The Subversion of Patents

Patents used to promote innovation. Now it's a tool to stop it.

From a reader.

See what happened with the clever, safer, medicine bottles that Target pharmacies use to have.  Easy to read the label, they would stay up in place, color rings to differentiate among the users in a household. CVS bought Target pharmacies, along with the patent for medicine bottles that Target had bought from its inventor. And the first thing they did was to discontinue its use. 

I thought about several inventions while I was working for Nielsen and I submitted then to the company’s invention bank. Nielsen had a whole teams of highly experienced lawyers that would make rounds around their offices harvesting ideas from its employees. We would get medals, inventors awards, gift cards, just for them to shelf most of the ideas, spend the money in patenting the ones they thought could either be sold or prevent other companies from using it. And the employees in exchange had to sign draconian NDAs that would refrain them from ever using their own ideas, even if Nielsen hadn’t file a patent for them. 

And the patent system has absurd things like paying extra to file it privately, so the public querying the patent database cannot see what is pending until the patent is awarded.  All the fees and hurdles one has to go to file for patents put the system beyond the rich of the actual inventors and being held hostage of big companies that have no intention in investing in innovation.

Data:

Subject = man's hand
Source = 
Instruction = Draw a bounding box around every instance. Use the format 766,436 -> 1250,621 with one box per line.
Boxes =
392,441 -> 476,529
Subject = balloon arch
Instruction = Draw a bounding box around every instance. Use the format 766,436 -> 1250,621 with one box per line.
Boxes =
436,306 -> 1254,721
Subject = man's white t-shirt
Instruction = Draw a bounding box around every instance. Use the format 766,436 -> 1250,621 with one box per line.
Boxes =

Problem details:
Explain in one to three sentences why, according to the text on patents, the public querying the patent database cannot see what is pending. The records are separate material, unrelated to the text on patents.

Response below:
The patent system lets applicants pay extra to file privately. As a result, a pending patent stays hidden from the public database until it is awarded.